• Instructions for the task: Return the records exactly as they are.

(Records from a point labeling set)

* * * *

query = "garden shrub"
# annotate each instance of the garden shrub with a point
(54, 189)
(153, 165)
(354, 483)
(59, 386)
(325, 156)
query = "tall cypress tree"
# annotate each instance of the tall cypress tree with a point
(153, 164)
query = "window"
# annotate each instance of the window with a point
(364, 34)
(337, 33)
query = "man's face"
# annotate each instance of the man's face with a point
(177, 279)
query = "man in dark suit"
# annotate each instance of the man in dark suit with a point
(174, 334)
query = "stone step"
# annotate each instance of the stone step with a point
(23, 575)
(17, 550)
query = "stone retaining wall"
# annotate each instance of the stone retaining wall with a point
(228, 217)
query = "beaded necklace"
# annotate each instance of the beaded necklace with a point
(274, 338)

* * * *

• The answer:
query = "garden shrub"
# annotate each instance of the garden shrub with a point
(54, 189)
(153, 165)
(354, 483)
(59, 386)
(325, 156)
query = "tall cypress tree"
# annotate each instance of the tall cypress tree with a point
(153, 164)
query = "window"
# annotate each instance of the window with a point
(364, 34)
(337, 33)
query = "man's face"
# annotate each instance of the man's face with a point
(177, 279)
query = "man in dark suit"
# annotate each instance of the man in dark suit with a point
(174, 334)
query = "stone step"
# annotate each instance of the stone step with a point
(23, 575)
(17, 550)
query = "stone retaining wall"
# annotate each instance of the stone retaining wall with a point
(228, 217)
query = "beaded necklace"
# annotate each instance of the beaded necklace with a point
(274, 338)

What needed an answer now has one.